[Opening PASSAGE TO READ section]
You have probably known of colds that have run through a family or a school or a shop. It is well worth trying to keep away from the infection of colds, because not only is their coughing and sore throat and hoarseness and running at the nose very disagreeable and uncomfortable, but they may cause almost as many different kinds of serious troubles in heart, kidneys, and nervous system as any of the other infections. In fact, they probably cause more than any other, because they are at least ten times as common and frequent. For instance, many cases of rheumatism, or rheumatic fever, come after attacks in the nose and throat, which cannot be distinguished from a common cold or ordinary tonsilitis. Indeed, it is more than probable that one of the ten or a dozen different germs that may get into your nose or throat and give you a cold, is the germ that causes rheumatism. At all events, it would be fairly safe to say, "No colds, no rheumatism."

Whenever you have a cold, keep away from everybody that you possibly can and stay at home from school or business for a day or two. You will do no good to yourself or others, working in that condition; and you may infect a dozen others. If you find anyone in your class or room or shop, sneezing or coughing or running at the nose, report him to your teacher or foreman; and if he won't send him home, keep away from him as much as possible.
[Closing PASSAGE TO READ section]
[Opening DATA FOR REVIEW section]
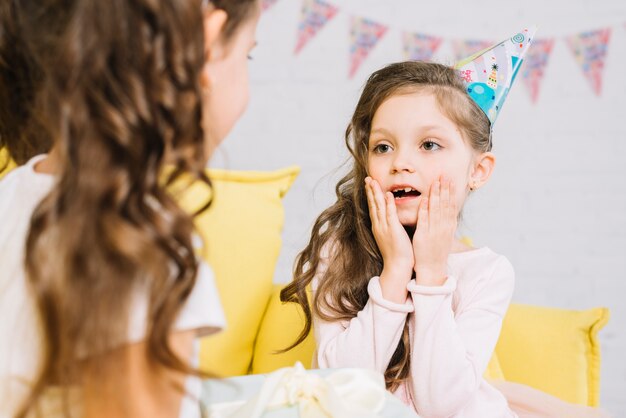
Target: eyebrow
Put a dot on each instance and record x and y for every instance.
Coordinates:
(381, 131)
(427, 128)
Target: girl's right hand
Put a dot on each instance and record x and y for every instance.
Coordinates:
(393, 242)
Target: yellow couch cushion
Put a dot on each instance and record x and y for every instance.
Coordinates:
(242, 235)
(6, 164)
(554, 350)
(281, 326)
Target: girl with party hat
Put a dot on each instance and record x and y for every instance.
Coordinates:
(393, 290)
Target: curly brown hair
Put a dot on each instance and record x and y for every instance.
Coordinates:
(345, 227)
(119, 96)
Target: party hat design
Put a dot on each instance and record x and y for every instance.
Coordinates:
(364, 36)
(419, 47)
(315, 14)
(489, 74)
(266, 4)
(536, 62)
(590, 48)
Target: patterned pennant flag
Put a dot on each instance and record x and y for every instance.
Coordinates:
(419, 47)
(589, 49)
(266, 4)
(364, 35)
(536, 62)
(465, 49)
(315, 14)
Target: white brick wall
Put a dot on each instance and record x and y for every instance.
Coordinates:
(556, 205)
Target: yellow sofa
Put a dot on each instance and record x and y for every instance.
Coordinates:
(554, 350)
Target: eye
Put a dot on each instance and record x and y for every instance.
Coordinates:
(430, 146)
(382, 149)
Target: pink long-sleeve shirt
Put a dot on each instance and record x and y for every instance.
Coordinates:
(453, 332)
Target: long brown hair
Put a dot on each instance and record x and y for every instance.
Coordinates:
(121, 91)
(344, 230)
(21, 77)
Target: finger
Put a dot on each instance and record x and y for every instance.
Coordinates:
(422, 215)
(445, 197)
(454, 211)
(379, 198)
(370, 202)
(434, 211)
(392, 215)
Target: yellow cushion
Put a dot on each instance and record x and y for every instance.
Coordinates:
(554, 350)
(4, 167)
(242, 235)
(494, 370)
(281, 326)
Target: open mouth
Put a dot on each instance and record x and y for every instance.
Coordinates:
(405, 192)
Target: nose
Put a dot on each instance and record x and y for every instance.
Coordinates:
(402, 163)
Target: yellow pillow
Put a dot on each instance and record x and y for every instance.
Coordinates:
(554, 350)
(494, 370)
(242, 236)
(4, 157)
(281, 326)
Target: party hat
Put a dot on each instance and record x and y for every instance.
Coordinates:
(489, 74)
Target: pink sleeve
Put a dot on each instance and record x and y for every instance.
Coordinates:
(450, 350)
(367, 340)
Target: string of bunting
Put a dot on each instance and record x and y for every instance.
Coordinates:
(589, 48)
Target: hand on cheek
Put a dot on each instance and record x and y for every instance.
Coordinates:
(392, 240)
(434, 233)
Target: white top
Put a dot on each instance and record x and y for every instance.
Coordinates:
(20, 336)
(453, 331)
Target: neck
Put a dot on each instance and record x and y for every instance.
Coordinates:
(50, 164)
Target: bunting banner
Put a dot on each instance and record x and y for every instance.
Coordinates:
(364, 35)
(315, 14)
(419, 47)
(535, 65)
(466, 48)
(589, 49)
(266, 4)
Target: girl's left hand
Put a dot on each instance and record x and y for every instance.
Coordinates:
(434, 233)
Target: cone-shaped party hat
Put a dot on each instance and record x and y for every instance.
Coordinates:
(489, 74)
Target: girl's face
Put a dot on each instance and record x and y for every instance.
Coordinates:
(412, 144)
(225, 82)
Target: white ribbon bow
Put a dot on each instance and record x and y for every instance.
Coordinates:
(346, 393)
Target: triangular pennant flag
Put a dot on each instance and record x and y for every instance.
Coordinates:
(489, 74)
(266, 4)
(467, 48)
(315, 14)
(589, 49)
(419, 47)
(536, 62)
(364, 35)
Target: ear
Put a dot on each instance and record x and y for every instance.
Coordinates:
(481, 170)
(214, 21)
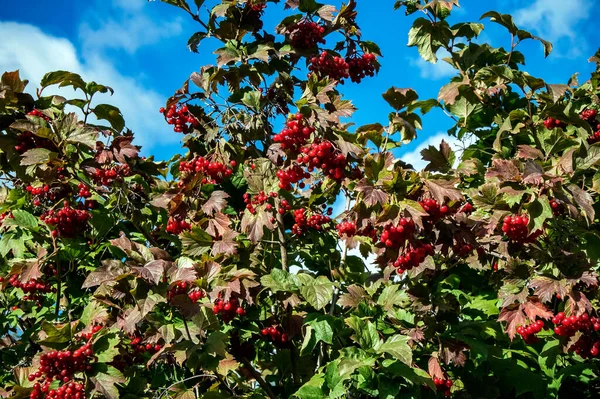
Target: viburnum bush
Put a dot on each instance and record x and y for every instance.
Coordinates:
(225, 272)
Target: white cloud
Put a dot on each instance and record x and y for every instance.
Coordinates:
(555, 19)
(34, 53)
(415, 159)
(437, 71)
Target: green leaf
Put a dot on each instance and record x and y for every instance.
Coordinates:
(106, 347)
(397, 346)
(280, 280)
(37, 156)
(252, 99)
(111, 114)
(63, 78)
(312, 389)
(540, 211)
(24, 219)
(365, 332)
(317, 292)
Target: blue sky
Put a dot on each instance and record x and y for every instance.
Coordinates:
(139, 48)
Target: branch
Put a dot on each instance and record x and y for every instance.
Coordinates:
(259, 379)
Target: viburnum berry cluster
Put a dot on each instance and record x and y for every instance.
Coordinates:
(227, 310)
(529, 332)
(62, 365)
(71, 390)
(515, 227)
(326, 65)
(304, 221)
(214, 172)
(362, 66)
(87, 336)
(306, 35)
(412, 256)
(346, 228)
(443, 385)
(551, 123)
(180, 117)
(325, 156)
(590, 116)
(40, 193)
(84, 191)
(67, 222)
(291, 175)
(295, 134)
(107, 176)
(395, 236)
(34, 288)
(176, 225)
(276, 335)
(588, 344)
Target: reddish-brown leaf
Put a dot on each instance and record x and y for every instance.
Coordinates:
(442, 189)
(504, 170)
(546, 287)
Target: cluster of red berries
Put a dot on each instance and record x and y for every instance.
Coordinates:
(552, 123)
(589, 115)
(588, 344)
(466, 208)
(413, 256)
(515, 227)
(180, 117)
(227, 310)
(215, 172)
(183, 288)
(40, 194)
(276, 335)
(443, 385)
(306, 35)
(67, 221)
(334, 67)
(325, 156)
(568, 326)
(291, 175)
(360, 67)
(347, 228)
(61, 365)
(106, 177)
(303, 222)
(260, 199)
(394, 236)
(433, 208)
(72, 390)
(295, 134)
(84, 191)
(528, 332)
(89, 335)
(177, 226)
[Closing DATA FOR REVIEW section]
* ACTIVITY LIST *
1 – Summarize the passage on colds in two sentences.
2 – Output everything in the passage on colds from "Whenever you have" down to "much as possible.", copied without any change.

* SOLUTIONS TO THE TASKS *
1 – Colds are worth avoiding because, besides being unpleasant, they can cause serious trouble in the heart, kidneys, and nervous system, and since they are at least ten times as common as other infections, they probably cause more such trouble than any other; many cases of rheumatism follow nose and throat attacks that cannot be told apart from a common cold. A person with a cold should keep away from others and stay home from school or business for a day or two, and anyone sneezing, coughing, or running at the nose should be reported to a teacher or foreman and avoided if not sent home.

2 –
Whenever you have a cold, keep away from everybody that you possibly can and stay at home from school or business for a day or two. You will do no good to yourself or others, working in that condition; and you may infect a dozen others. If you find anyone in your class or room or shop, sneezing or coughing or running at the nose, report him to your teacher or foreman; and if he won't send him home, keep away from him as much as possible.